Repeat the material verbatim. Images are excluded from the copy.

Dataset excerpts on object pointing

- - - -

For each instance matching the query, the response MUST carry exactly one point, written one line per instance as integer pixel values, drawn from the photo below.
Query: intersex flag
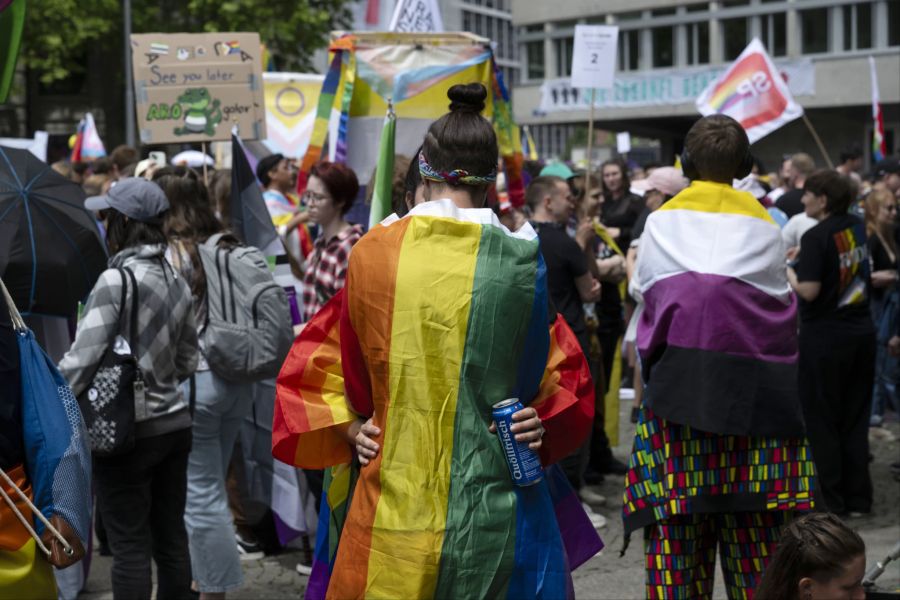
(291, 100)
(444, 314)
(753, 93)
(879, 150)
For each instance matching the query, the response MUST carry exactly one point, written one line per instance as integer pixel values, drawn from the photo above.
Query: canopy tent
(412, 72)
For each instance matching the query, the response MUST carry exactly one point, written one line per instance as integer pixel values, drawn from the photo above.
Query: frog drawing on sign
(201, 113)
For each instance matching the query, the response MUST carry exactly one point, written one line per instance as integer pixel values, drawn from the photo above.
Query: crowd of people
(754, 316)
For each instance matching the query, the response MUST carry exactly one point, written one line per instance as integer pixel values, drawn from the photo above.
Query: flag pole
(587, 171)
(816, 137)
(205, 178)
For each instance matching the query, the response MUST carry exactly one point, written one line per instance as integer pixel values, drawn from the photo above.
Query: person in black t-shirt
(837, 342)
(569, 283)
(621, 207)
(801, 166)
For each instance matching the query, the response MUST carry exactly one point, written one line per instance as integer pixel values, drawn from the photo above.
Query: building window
(857, 26)
(629, 50)
(663, 46)
(772, 30)
(564, 48)
(534, 56)
(814, 31)
(893, 17)
(734, 36)
(698, 43)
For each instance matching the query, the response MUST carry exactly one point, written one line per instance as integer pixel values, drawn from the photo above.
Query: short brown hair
(539, 188)
(837, 189)
(340, 181)
(717, 146)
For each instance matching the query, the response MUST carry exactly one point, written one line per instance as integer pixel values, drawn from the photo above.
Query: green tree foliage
(59, 33)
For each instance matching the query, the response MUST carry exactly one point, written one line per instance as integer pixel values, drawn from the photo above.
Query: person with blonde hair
(881, 215)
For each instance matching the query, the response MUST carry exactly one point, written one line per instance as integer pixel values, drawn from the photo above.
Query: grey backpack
(248, 332)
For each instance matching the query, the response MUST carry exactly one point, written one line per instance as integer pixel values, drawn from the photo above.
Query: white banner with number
(664, 88)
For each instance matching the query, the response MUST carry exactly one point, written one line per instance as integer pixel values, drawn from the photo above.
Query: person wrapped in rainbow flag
(720, 459)
(444, 314)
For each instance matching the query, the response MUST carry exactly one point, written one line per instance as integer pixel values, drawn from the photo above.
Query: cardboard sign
(194, 87)
(594, 56)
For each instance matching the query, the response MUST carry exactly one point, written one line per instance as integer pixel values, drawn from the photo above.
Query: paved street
(606, 576)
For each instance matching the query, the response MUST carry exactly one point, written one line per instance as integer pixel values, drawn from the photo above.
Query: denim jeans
(141, 496)
(219, 410)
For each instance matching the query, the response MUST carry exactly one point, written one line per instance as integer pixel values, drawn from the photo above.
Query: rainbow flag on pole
(444, 314)
(879, 150)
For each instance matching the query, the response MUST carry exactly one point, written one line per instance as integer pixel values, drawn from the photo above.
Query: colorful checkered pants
(681, 553)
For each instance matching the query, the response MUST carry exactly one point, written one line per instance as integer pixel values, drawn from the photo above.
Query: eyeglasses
(314, 198)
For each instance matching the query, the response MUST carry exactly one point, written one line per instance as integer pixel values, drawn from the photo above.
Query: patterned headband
(454, 177)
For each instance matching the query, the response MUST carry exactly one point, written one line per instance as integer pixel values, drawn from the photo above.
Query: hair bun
(467, 97)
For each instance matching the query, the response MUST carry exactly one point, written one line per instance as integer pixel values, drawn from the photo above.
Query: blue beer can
(524, 463)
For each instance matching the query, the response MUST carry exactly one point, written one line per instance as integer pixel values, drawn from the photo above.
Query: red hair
(339, 180)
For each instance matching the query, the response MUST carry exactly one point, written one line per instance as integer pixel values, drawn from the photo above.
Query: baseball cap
(557, 170)
(888, 165)
(134, 197)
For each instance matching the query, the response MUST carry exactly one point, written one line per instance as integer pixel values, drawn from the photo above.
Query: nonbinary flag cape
(718, 336)
(879, 150)
(444, 314)
(753, 93)
(88, 144)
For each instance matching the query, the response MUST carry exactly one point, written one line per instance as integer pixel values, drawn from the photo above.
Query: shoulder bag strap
(133, 331)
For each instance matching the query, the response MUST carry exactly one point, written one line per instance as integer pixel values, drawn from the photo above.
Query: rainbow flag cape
(444, 314)
(24, 570)
(718, 336)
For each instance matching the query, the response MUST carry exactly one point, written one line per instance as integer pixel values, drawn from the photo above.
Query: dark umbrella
(50, 248)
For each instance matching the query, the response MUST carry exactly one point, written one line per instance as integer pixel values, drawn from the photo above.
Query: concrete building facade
(668, 50)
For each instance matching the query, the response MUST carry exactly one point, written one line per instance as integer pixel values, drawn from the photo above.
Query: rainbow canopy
(444, 314)
(414, 72)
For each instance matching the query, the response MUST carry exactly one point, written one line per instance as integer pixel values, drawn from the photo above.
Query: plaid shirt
(326, 269)
(166, 347)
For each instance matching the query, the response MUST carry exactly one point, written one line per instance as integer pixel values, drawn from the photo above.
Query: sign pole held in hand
(593, 67)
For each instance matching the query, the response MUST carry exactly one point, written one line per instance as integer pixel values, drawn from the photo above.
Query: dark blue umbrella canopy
(51, 252)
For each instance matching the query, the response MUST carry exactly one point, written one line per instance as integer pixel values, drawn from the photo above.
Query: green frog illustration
(200, 114)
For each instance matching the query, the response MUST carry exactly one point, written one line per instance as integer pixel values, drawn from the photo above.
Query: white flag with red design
(753, 93)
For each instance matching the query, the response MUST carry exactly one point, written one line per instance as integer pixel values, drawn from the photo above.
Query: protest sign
(194, 87)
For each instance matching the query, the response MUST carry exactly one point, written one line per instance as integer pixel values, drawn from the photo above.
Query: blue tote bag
(57, 456)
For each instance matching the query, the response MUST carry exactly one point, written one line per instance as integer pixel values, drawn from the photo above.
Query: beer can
(524, 463)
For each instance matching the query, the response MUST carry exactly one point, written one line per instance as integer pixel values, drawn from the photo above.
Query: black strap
(192, 393)
(133, 332)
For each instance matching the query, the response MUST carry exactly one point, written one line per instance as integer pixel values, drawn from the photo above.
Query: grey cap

- - - -

**Expected answer:**
For each instance matching the query, the response MUST carry exactly one point, written one line per instance as integer pixel values, drawn from the photo below.
Query: intersex flag
(291, 100)
(444, 314)
(753, 93)
(879, 150)
For each instance matching the query, the response MUST carry exactly one point, written one line per instance as integer pixel values, drawn from the photo above.
Query: canopy tent
(412, 72)
For each instance matching the query, the response MUST carry exactly one point, written one line per instance as integer pixel values, drawn from the photo above.
Query: frog drawing on sign
(201, 113)
For each instance matching the query, the response MUST carry exactly one point, written one line per instance as integer pixel values, drawn from the photo above.
Query: crowd of people
(754, 316)
For each instance matching the query, the response MUST carry exactly one point, written one line per instance as integer pixel values, drawn from the photo above.
Query: flag pole
(587, 171)
(816, 137)
(205, 178)
For each instance matching the query, the response MUST carry exactly one point, written one line per instance as integer pixel values, drawn from the photo above.
Query: person in black t-shirt
(837, 342)
(569, 283)
(621, 207)
(801, 166)
For each instance matching the query, the response MUST carry exactly one point, written one line per instance as integer pixel values, drawn from the photo above.
Query: building window
(857, 26)
(629, 50)
(663, 46)
(772, 30)
(564, 48)
(534, 56)
(814, 31)
(893, 17)
(734, 36)
(698, 43)
For each instance matching the query, the response MUST carry exactly one point, written one line per instance as integer pixel values, drawn from the photo above.
Query: short brown hair
(539, 188)
(837, 189)
(340, 181)
(717, 146)
For each instance matching the query, the response MUST carry exactly one point, written one line per instance as integer pixel values, drawn from the photo above.
Query: green tree foliage
(59, 33)
For each instance matching the query, the response MUST carry exactly one point, written one line per instance as integer pixel values, drawn from the photo above.
Query: person with blonde hair
(881, 215)
For each instance matching the query, the response MUST carry exactly one point, written one line per instance as integer pixel values, drawn from the photo above.
Query: grey backpack
(248, 332)
For each instance matching the query, the response MUST carry exactly one point, written one line per instance as integer pixel values, drawn from the photo above.
Query: white banner with number
(664, 88)
For each instance matching the query, the response MUST carry exactly one point, written one line per instance as integer pixel values, drawn from the photo above.
Query: person wrapped in rainbow flag
(720, 459)
(444, 314)
For each instance matching the query, the response MUST carry exactly one point, written one line per instance as integer pixel values, drawn from the photo above.
Query: cardboard sign
(194, 87)
(594, 56)
For each instance matching the query, the response MUST carry exactly one point, written one line per instance as integer pixel values, drawn from the photo above.
Query: paved street
(606, 576)
For each instance matching the query, the response MUST carry exactly one point, written one line per instance as integer pixel values, drawn from the photo above.
Query: denim jeans
(141, 496)
(219, 410)
For each instance matching the query, the response MUST carry exactly one point, written one line per instance as integer pixel values, drawn from the photo above.
Query: rainbow flag on pole
(444, 314)
(879, 150)
For each instance matching the query, the response MUST carry exactly one point, written one line per instance as integer pixel values, drawn from the photo above.
Query: colorful checkered pants
(681, 553)
For each instance matching the query, the response MUST carry exactly one point, written one line per instance as integer pixel values, drawn from the photo above.
Query: eyeglasses
(314, 198)
For each instance matching the query, the response MUST carry exactly one point, written one line per instance as integer pixel values, drawn from the photo above.
Query: patterned headband
(454, 177)
For each instance matching the query, the response MUST carry exactly one point, written one line per instance as integer pixel values, drawn from the photo above.
Query: hair bun
(467, 97)
For each instance matching the query, the response MUST carry exactly one point, written one line per instance as integer pixel values, drawn from the photo above.
Query: blue beer can
(524, 463)
For each instance matching the query, the response MUST carry exactly one point, written one line per instance as integer pixel values, drawn from the photo above.
Query: red hair
(339, 180)
For each instance matching the query, the response MUST carry exactly one point, written one line per instance as integer pixel values, drawn from the photo above.
Query: baseball cap
(557, 170)
(888, 165)
(134, 197)
For each instance matching the query, the response MUST carry exactly one point, written one line per instance as integer pixel values, drawn from the photo above.
Query: nonbinary flag cape
(718, 336)
(879, 150)
(444, 314)
(753, 93)
(88, 144)
For each instance matching the query, the response MUST carry exactly one point, written one line per instance as integer pixel values, drawn from the photo above.
Query: shoulder bag strap
(133, 331)
For each instance matching the query, the response MUST carry exactly one point, written one line per instance as integer pixel values, drawn from the photo above.
Query: rainbow flag cape
(444, 314)
(24, 570)
(718, 336)
For each instance matching the query, the response MUST carry exactly one point, written one line per instance as integer pixel values, drawn from the photo above.
Query: dark umbrella
(50, 248)
For each instance matching the query, the response MUST carry exactly one point, written one line per instance as integer pixel values, drawn from the photo above.
Query: concrete building facade
(668, 50)
For each instance matching the query, the response MUST carry exactly one point, written one line per instance as integer pixel values, drawn from the photo above.
Query: rainbow canopy
(444, 314)
(414, 72)
For each instance matching the query, the response MUST carry exactly one point, written one line per instance as integer pixel values, drawn from the photo above.
Query: plaid shirt
(326, 269)
(166, 347)
For each instance matching the query, the response MUST carry exactly one point, written one line per instance as integer pixel values, drawn from the photo above.
Query: sign pole held in hand
(593, 67)
For each instance matching the query, the response MUST carry exactly one point, written one line per instance as integer pixel values, drawn from the photo above.
Query: dark blue umbrella canopy
(51, 252)
For each instance matching the query, the response MUST carry exactly one point, written one line per instance as integer pixel values, drawn from the photo above.
Query: green frog illustration
(200, 114)
For each instance matching the query, the response MUST carry exactly one point, written one line per instance as integer pixel values, drawn from the photo above.
Query: white flag with red design
(753, 93)
For each instance matching the query, the response MUST carry exactly one point, written one line per instance as integer pixel values, drawn from the photo above.
Query: protest sign
(194, 87)
For each instance matching the query, the response MUST carry exactly one point, written one line per instance as integer pixel values, drawn from the photo above.
Query: blue tote bag
(57, 456)
For each instance matching the query, the response MUST carry exactly one point, written one line per instance as integer pixel values, drawn from the photo above.
Query: beer can
(524, 463)
For each instance matching the query, the response MUST carry exactly one point, written one line per instance as integer pixel values, drawn from the photo above.
Query: black strap
(192, 393)
(133, 332)
For each instance matching the query, the response MUST carry exactly one point, written one line per instance as integer pixel values, drawn from the photo above.
Query: grey cap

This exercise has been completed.